§ Task statement: With the string "appreciated" as the filter, copy each matching line from the records.

§ Material for this task:
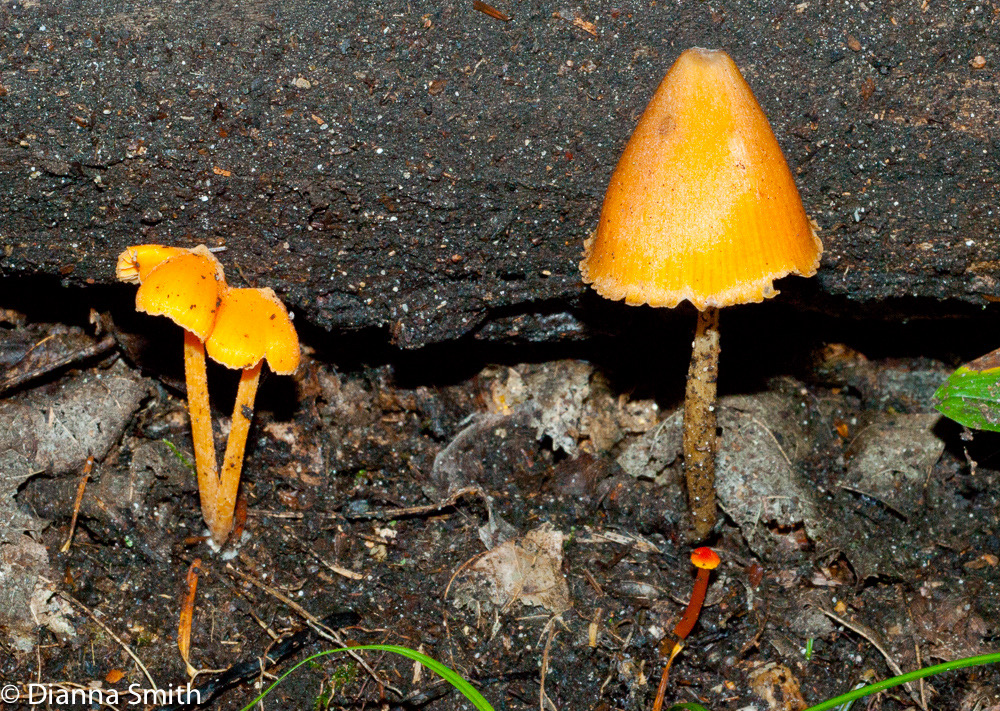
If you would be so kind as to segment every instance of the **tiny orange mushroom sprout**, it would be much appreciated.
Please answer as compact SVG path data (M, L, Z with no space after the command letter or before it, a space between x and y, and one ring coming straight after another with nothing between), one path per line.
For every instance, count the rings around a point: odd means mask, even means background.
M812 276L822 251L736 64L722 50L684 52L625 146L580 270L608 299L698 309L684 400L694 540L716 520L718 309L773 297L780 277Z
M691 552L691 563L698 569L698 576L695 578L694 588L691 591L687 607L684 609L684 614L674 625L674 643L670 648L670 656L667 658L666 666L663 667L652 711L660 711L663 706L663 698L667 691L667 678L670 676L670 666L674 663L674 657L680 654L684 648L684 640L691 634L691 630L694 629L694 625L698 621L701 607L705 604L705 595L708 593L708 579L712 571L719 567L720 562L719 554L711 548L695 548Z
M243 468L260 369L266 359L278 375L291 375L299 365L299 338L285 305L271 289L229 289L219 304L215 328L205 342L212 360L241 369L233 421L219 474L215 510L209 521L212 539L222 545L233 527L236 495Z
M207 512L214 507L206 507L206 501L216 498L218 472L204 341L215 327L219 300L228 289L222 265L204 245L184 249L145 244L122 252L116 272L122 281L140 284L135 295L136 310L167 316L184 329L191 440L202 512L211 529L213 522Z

...

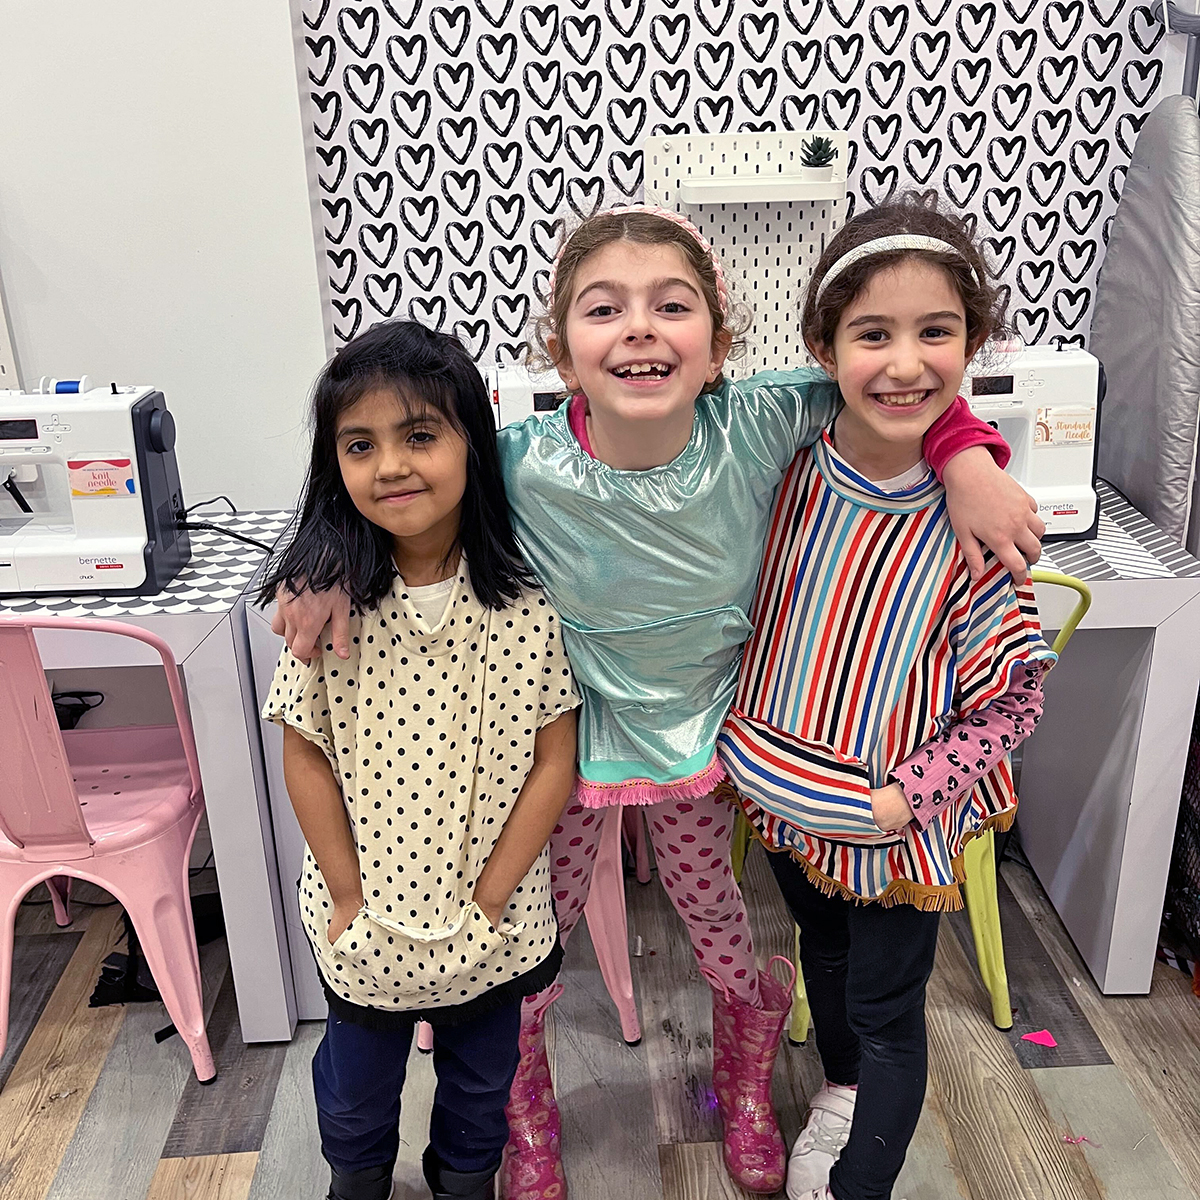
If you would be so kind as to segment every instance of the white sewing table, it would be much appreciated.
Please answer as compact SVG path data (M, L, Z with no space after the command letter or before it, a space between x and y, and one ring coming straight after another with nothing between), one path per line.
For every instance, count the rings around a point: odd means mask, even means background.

§ Response for this exercise:
If you would be so kind as to segment every instance of the **tiny orange mushroom sprout**, it would be much appreciated.
If you would be so kind as to segment every instance of the white sewing table, it would be much appreciated.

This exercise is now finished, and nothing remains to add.